→ **What this task involves**:
Answer these questions using the film article below:
(a) Which actor plays Frances?
(b) What job does Bridget take for the summer after her abortion?
(c) Who directed the film?

→ **Document extract**:
This clear-eyed approach is central to the rest of the story, in which Bridget discovers she is pregnant and, unsure whether she wants a child, has an abortion. Again, there’s no melodrama here; it’s a decision in which she’s comfortable and confident, even if she is somewhat unprepared for the physical and emotional repercussions, and which doesn’t colour the rest of her narrative.

“It was important for us to have a film that has abortion as a plot point, but doesn’t define this person for the whole story,” says O’Sullivan. “I think that is a trap that a lot of these stories fall into; she is now ‘the woman who has the abortion’. That will be the line in her obituary. No. It’s one event amid a whole lifetime.”

Following her abortion, Bridget spends a summer as a nanny to mixed-race same-sex couple Maya (Charin Alvarez) and Annie (Lily Mojekwu) – who are themselves dealing with their own complex problems, including Maya’s crippling post-natal depression – and their spirited six-year-old Frances (a scene-stealing Ramona Edith-Williams). Yet, crucially, this isn’t presented as a way to make Bridget come round to the idea of motherhood, but simply as a chapter of her life that informs who she is at that given moment.

Kelly O'Sullivan
© Alex Thompson

“The number one thing I wanted to avoid was that Bridget has a great summer with this child and now she wants to be a mother, because that’s just too clean,” says O’Sullivan. “It was important that Bridget starts in a place of ‘I know I don’t want kids right now’, and she also ends in a place of ambivalence. We’re not trying to take any sort of stand on that [choice]. It’s so individual. A lot of times my own mind is changing based on where I am in my life, and we wanted to present that as a totally normal and valid viewpoint to have.

As well as O’Sullivan’s perfectly pitched screenplay and some assured, sensitive direction from Alex Thompson (O’Sullivan’s real-life partner), the film boasts an excellent cast that shoulders its weighty themes with natural ease; not least Edith-Williams as the smart, surprisingly sage Frances.

[Stored data]
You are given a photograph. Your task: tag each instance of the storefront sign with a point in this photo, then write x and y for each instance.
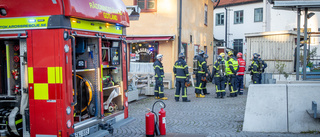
(144, 50)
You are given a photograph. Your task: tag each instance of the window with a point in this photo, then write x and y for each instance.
(219, 19)
(237, 46)
(258, 15)
(146, 5)
(143, 52)
(184, 49)
(238, 17)
(205, 14)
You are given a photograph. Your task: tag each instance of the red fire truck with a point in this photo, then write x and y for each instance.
(63, 67)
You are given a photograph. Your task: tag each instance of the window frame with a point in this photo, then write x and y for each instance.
(146, 5)
(219, 24)
(235, 17)
(261, 15)
(206, 14)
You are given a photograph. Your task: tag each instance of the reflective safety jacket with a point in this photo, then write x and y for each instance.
(158, 69)
(231, 66)
(254, 67)
(242, 66)
(180, 69)
(202, 65)
(216, 69)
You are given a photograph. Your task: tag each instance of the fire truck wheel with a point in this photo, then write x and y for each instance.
(92, 109)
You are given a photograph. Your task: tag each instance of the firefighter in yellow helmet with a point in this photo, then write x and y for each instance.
(231, 71)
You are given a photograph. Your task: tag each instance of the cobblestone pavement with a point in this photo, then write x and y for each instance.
(208, 116)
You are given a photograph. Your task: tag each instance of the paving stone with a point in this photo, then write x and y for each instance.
(207, 116)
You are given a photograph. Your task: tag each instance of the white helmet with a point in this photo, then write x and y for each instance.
(159, 56)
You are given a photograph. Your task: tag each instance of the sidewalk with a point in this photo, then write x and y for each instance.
(201, 117)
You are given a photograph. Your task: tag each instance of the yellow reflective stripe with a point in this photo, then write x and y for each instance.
(18, 121)
(23, 23)
(98, 26)
(185, 93)
(51, 75)
(30, 75)
(41, 91)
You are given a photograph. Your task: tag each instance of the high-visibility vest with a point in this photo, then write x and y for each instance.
(234, 64)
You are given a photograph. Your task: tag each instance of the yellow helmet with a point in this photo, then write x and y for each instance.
(222, 55)
(230, 53)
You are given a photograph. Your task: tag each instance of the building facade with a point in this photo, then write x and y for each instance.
(157, 32)
(252, 16)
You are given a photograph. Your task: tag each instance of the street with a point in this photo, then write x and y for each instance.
(201, 117)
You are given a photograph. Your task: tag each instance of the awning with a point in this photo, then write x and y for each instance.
(136, 39)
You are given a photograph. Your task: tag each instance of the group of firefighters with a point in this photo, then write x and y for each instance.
(225, 72)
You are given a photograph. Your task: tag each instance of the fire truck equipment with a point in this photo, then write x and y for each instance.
(85, 86)
(152, 123)
(107, 104)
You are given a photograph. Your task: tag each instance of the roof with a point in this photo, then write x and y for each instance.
(224, 3)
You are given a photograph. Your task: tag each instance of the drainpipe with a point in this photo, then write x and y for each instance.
(226, 30)
(179, 40)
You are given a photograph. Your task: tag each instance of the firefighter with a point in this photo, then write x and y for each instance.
(218, 73)
(180, 70)
(200, 73)
(240, 73)
(262, 67)
(222, 55)
(204, 89)
(253, 68)
(159, 74)
(231, 71)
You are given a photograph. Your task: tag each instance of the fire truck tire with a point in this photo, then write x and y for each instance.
(92, 109)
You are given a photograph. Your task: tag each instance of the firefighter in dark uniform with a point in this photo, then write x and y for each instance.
(200, 73)
(262, 67)
(218, 73)
(180, 70)
(231, 71)
(253, 68)
(159, 74)
(204, 89)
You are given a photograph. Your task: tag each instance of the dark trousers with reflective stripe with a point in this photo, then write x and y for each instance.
(232, 85)
(204, 89)
(220, 86)
(240, 84)
(158, 88)
(256, 78)
(180, 85)
(199, 83)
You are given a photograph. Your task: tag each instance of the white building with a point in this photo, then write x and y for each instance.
(250, 16)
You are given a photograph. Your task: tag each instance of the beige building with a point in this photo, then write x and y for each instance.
(157, 32)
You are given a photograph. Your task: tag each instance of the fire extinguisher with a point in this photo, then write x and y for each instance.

→ **Solution to this task**:
(a) Ramona Edith-Williams
(b) Nanny to Maya and Annie
(c) Alex Thompson